┌─ STUDY TEXT

Anglesea Beach

I’ve never gone on two camps, two weekends in a row ever in my life. Before doing this I thought to myself that this would be quite the painful experience, and that it would push the boundaries of my limits for social interaction. Now being on the other side, a week out, I somewhat still feel I am recovering from the social exhaustion, scrambling to pick up what energy I had to continue with university work. Despite the tiredness, it was insightful and fulfilling nonetheless.

The two camps were radically different, having vastly different objectives. The 1st was very much about seeking fun, the 2nd being a Christian Union Conference, in fellowship with other Christians.

I would certainly agree with a previous statement I made a year ago that camps are one of the most cost-effective ways of meeting new people. They provide a precious opportunity to escape from the chains of our weekly routines and current friendship circles, allowing us to experience novelty and build new memories. The days constantly buzzed with social interaction in every direction, and multiple conversational topics occurred throughout the camp, ranging from carrier aspirations, deep theological thoughts on the validity of the Catholic faith, to philosophical insights regarding psychiatry. One of these conversations on the way to the beach struck me.

└─
┌─ GIVEN INFORMATION

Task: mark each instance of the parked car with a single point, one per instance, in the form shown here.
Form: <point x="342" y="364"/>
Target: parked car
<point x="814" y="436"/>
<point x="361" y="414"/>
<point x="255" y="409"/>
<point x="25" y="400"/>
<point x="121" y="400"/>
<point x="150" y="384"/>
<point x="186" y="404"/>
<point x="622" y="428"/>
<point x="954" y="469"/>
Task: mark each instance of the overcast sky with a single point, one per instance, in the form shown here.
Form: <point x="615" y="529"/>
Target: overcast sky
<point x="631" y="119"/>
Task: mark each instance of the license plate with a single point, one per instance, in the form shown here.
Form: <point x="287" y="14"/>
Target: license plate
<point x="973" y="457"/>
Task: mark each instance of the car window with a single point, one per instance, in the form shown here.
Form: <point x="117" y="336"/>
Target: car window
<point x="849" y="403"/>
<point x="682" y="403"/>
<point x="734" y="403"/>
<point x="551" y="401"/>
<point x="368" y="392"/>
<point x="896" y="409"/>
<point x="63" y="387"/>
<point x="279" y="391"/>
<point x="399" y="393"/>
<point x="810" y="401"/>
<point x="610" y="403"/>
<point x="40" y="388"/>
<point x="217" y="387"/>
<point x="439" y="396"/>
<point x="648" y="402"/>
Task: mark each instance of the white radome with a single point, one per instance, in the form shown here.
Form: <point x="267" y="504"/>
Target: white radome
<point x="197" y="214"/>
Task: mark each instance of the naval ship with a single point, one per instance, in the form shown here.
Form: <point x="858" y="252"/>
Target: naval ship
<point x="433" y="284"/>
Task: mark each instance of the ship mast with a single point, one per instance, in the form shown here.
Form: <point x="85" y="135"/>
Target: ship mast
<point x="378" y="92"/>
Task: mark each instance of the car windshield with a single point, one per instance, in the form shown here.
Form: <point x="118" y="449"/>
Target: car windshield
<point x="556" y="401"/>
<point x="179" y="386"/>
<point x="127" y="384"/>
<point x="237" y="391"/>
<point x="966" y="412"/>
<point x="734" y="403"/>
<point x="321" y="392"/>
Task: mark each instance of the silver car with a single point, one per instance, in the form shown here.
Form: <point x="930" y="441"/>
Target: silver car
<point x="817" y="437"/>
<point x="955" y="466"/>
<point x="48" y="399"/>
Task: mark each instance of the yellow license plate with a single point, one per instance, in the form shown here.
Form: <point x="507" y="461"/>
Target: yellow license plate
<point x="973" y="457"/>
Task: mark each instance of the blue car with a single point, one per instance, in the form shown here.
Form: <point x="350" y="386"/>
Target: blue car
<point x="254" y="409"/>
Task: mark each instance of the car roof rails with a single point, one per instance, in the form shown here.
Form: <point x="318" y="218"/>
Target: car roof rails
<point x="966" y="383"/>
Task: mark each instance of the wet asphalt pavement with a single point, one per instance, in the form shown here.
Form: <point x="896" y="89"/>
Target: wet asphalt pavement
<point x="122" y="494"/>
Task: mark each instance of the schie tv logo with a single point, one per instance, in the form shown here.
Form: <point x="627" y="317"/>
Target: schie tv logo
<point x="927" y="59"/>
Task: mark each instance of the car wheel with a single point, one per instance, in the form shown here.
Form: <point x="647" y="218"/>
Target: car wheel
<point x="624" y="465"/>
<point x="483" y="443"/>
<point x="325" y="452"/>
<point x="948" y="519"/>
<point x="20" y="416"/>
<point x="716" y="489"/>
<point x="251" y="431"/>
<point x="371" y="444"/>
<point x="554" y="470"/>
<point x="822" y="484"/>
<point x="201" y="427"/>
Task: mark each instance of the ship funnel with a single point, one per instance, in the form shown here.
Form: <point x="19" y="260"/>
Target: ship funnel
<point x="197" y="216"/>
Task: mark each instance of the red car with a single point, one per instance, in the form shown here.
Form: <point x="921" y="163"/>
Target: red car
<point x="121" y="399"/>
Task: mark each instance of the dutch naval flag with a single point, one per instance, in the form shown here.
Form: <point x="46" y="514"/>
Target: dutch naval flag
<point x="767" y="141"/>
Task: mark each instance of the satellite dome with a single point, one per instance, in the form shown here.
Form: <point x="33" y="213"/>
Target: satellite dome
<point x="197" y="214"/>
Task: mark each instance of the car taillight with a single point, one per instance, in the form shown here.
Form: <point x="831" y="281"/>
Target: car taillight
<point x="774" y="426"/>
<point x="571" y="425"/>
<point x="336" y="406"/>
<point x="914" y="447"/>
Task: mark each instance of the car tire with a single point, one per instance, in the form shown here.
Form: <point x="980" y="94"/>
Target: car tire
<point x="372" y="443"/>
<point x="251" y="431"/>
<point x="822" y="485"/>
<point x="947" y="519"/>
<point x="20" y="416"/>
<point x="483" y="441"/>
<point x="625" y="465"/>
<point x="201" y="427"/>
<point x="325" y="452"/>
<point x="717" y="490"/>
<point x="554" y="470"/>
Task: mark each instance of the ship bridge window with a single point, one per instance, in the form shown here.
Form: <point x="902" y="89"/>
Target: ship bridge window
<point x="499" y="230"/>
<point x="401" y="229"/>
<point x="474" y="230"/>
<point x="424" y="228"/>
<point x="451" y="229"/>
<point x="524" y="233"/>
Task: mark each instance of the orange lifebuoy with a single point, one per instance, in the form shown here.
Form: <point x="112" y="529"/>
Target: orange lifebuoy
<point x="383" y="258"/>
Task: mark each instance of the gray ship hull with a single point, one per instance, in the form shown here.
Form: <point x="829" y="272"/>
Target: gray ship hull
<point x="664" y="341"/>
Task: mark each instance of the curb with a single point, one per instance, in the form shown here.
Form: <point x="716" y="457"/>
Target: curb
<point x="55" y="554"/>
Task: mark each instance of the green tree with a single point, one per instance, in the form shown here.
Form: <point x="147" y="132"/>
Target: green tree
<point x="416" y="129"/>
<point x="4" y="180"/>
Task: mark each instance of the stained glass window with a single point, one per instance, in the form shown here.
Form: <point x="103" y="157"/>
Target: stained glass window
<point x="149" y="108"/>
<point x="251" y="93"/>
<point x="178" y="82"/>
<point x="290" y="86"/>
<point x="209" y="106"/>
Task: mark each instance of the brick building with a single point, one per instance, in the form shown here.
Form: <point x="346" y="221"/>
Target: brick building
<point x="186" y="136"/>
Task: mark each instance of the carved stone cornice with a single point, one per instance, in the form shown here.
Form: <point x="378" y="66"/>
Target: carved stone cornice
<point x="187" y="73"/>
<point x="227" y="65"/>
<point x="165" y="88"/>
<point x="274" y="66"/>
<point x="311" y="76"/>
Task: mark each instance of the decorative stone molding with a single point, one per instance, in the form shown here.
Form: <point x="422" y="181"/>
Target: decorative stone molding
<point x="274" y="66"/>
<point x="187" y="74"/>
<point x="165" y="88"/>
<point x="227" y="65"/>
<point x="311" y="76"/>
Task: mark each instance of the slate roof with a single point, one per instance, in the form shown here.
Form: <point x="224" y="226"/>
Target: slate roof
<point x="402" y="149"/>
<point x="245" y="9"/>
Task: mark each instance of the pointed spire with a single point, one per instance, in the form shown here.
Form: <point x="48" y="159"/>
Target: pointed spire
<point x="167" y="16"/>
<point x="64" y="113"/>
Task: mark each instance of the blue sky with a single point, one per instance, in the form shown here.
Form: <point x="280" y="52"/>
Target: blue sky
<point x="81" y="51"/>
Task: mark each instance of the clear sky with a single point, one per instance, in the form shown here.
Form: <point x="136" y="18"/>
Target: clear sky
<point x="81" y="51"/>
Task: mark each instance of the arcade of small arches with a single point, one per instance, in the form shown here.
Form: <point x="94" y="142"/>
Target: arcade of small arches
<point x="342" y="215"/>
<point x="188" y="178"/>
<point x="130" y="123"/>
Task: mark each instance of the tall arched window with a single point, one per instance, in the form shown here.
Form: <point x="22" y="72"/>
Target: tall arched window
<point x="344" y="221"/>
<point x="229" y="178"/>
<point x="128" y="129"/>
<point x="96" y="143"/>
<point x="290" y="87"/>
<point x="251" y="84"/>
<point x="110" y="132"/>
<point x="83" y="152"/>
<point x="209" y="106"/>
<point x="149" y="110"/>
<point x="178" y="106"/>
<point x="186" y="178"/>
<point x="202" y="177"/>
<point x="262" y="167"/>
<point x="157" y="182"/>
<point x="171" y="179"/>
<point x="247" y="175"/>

└─

* [ACTIVITIES]:
a – According to the Anglesea Beach text, what was the second camp?
b – Alter the stretch of the Anglesea Beach text from "Anglesea Beach" through "with other Christians." by replacing "exhaustion" with "fatigue".

* [SOLUTIONS TO THE TASKS]:
a – A Christian Union Conference, in fellowship with other Christians.

b –
Anglesea Beach

I’ve never gone on two camps, two weekends in a row ever in my life. Before doing this I thought to myself that this would be quite the painful experience, and that it would push the boundaries of my limits for social interaction. Now being on the other side, a week out, I somewhat still feel I am recovering from the social fatigue, scrambling to pick up what energy I had to continue with university work. Despite the tiredness, it was insightful and fulfilling nonetheless.

The two camps were radically different, having vastly different objectives. The 1st was very much about seeking fun, the 2nd being a Christian Union Conference, in fellowship with other Christians.